Instructions for the task
Turn every line of the records below into a Markdown table with two columns, Row and Line, numbering the rows and leaving out blank lines. Keep the pictures out of the table.

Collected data
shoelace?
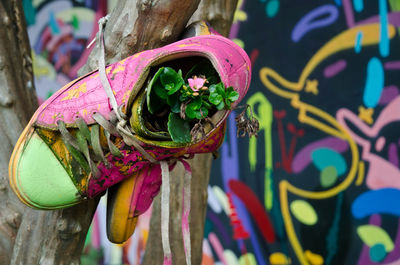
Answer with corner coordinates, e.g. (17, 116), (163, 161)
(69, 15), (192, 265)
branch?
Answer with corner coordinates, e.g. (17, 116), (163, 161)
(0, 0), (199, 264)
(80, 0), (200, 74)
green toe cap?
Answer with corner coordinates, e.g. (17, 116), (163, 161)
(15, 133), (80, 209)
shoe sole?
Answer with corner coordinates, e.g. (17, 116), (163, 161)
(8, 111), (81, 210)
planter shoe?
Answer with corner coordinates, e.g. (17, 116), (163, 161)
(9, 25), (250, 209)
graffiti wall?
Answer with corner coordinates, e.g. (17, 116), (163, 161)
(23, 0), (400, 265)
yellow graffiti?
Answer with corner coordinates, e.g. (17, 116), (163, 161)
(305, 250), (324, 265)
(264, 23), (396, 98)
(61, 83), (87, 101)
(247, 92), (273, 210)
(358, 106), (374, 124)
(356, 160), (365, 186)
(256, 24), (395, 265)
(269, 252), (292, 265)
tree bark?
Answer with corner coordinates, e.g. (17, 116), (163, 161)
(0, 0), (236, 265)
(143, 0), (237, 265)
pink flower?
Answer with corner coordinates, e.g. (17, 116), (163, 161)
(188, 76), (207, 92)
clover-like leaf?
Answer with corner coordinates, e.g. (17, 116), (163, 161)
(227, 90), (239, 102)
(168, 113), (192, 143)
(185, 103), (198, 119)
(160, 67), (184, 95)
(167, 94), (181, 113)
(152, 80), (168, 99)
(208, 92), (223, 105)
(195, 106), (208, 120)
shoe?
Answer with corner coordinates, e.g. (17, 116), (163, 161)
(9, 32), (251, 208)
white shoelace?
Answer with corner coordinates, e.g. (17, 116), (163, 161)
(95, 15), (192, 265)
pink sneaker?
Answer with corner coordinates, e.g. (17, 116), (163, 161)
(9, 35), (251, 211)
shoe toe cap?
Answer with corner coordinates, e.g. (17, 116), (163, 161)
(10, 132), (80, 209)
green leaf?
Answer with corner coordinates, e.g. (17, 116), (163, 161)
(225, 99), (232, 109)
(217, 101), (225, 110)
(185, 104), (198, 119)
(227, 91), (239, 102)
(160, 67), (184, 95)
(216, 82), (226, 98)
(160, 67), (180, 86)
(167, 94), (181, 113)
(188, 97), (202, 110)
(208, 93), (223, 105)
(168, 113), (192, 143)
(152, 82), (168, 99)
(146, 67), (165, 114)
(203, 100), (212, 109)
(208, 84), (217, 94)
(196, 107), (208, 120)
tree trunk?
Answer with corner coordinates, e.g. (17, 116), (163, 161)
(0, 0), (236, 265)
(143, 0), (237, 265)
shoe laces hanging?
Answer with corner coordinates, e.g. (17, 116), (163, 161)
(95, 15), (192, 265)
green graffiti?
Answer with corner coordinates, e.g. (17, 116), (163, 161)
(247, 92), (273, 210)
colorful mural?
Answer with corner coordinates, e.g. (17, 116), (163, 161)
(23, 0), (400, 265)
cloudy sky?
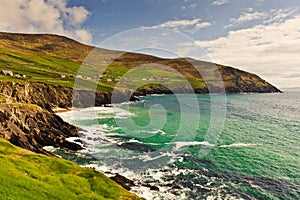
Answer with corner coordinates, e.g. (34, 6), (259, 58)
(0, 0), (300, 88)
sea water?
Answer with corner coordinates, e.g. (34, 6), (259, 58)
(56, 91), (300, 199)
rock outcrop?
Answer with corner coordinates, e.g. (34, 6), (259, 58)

Full response
| Row | Line |
|---|---|
| 1 | shoelace? |
| 2 | Answer with corner coordinates, e.g. (17, 116), (163, 161) |
| 3 | (69, 15), (192, 265) |
| 4 | branch? |
| 5 | Answer with corner coordinates, e.g. (17, 116), (163, 161) |
| 6 | (0, 0), (199, 264) |
| 7 | (80, 0), (200, 74) |
| 8 | green toe cap? |
| 9 | Answer with corner coordinates, e.g. (17, 116), (163, 161) |
| 10 | (15, 133), (80, 209) |
| 11 | shoe sole? |
| 12 | Answer with corner coordinates, e.g. (17, 116), (163, 161) |
| 13 | (8, 111), (81, 210) |
| 14 | planter shoe? |
| 15 | Answer with corner coordinates, e.g. (17, 116), (163, 161) |
| 16 | (9, 25), (250, 209) |
| 17 | graffiti wall? |
| 18 | Answer with corner coordinates, e.g. (17, 116), (163, 161) |
| 19 | (23, 0), (400, 265) |
| 20 | yellow graffiti? |
| 21 | Answer with corner coordinates, e.g. (17, 116), (163, 161) |
| 22 | (305, 250), (324, 265) |
| 23 | (264, 23), (396, 98) |
| 24 | (61, 83), (87, 101) |
| 25 | (247, 92), (273, 210) |
| 26 | (358, 106), (374, 124) |
| 27 | (356, 160), (365, 186) |
| 28 | (256, 24), (395, 265) |
| 29 | (269, 252), (292, 265) |
| 30 | tree bark? |
| 31 | Answer with corner coordinates, e.g. (17, 116), (163, 161) |
| 32 | (0, 0), (236, 265) |
| 33 | (143, 0), (237, 265) |
| 34 | pink flower? |
| 35 | Answer with corner coordinates, e.g. (17, 116), (163, 161) |
| 36 | (188, 76), (207, 92) |
| 37 | clover-like leaf? |
| 38 | Answer with corner coordinates, e.g. (17, 116), (163, 161) |
| 39 | (227, 90), (239, 102) |
| 40 | (168, 113), (192, 143) |
| 41 | (185, 103), (198, 119) |
| 42 | (160, 67), (184, 95) |
| 43 | (167, 94), (181, 113) |
| 44 | (152, 80), (168, 99) |
| 45 | (208, 92), (223, 105) |
| 46 | (195, 106), (208, 120) |
| 47 | shoe? |
| 48 | Answer with corner coordinates, e.g. (17, 116), (163, 161) |
| 49 | (9, 32), (251, 208) |
| 50 | white shoelace? |
| 51 | Answer with corner coordinates, e.g. (17, 116), (163, 161) |
| 52 | (95, 15), (192, 265) |
| 53 | pink sneaker? |
| 54 | Answer with corner coordinates, e.g. (17, 116), (163, 161) |
| 55 | (9, 35), (251, 211) |
| 56 | shoe toe cap? |
| 57 | Answer with corner coordinates, e.g. (17, 116), (163, 161) |
| 58 | (10, 132), (80, 209) |
| 59 | green leaf? |
| 60 | Answer with corner coordinates, e.g. (17, 116), (163, 161) |
| 61 | (225, 99), (232, 109) |
| 62 | (217, 101), (225, 110) |
| 63 | (185, 104), (198, 119) |
| 64 | (227, 91), (239, 102) |
| 65 | (160, 67), (184, 95) |
| 66 | (216, 82), (226, 98) |
| 67 | (160, 67), (180, 86) |
| 68 | (167, 94), (181, 113) |
| 69 | (188, 97), (202, 110) |
| 70 | (208, 93), (223, 105) |
| 71 | (168, 113), (192, 143) |
| 72 | (152, 82), (168, 99) |
| 73 | (146, 67), (165, 114) |
| 74 | (203, 100), (212, 109) |
| 75 | (208, 84), (217, 94) |
| 76 | (196, 107), (208, 120) |
| 77 | tree trunk? |
| 78 | Answer with corner coordinates, e.g. (17, 116), (163, 161) |
| 79 | (0, 0), (236, 265) |
| 80 | (143, 0), (237, 265) |
| 81 | shoe laces hanging? |
| 82 | Answer with corner coordinates, e.g. (17, 116), (163, 161) |
| 83 | (95, 15), (192, 265) |
| 84 | green graffiti? |
| 85 | Answer with corner coordinates, e.g. (17, 116), (163, 161) |
| 86 | (247, 92), (273, 210) |
| 87 | colorful mural? |
| 88 | Answer with corner coordinates, e.g. (17, 116), (163, 161) |
| 89 | (23, 0), (400, 265) |
| 90 | cloudy sky? |
| 91 | Answer with corner coordinates, e.g. (34, 6), (259, 58) |
| 92 | (0, 0), (300, 88) |
| 93 | sea water? |
| 94 | Answer with corner coordinates, e.g. (34, 6), (259, 58) |
| 95 | (56, 91), (300, 199) |
| 96 | rock outcrop? |
| 97 | Answer with corner coordinates, e.g. (34, 6), (259, 58) |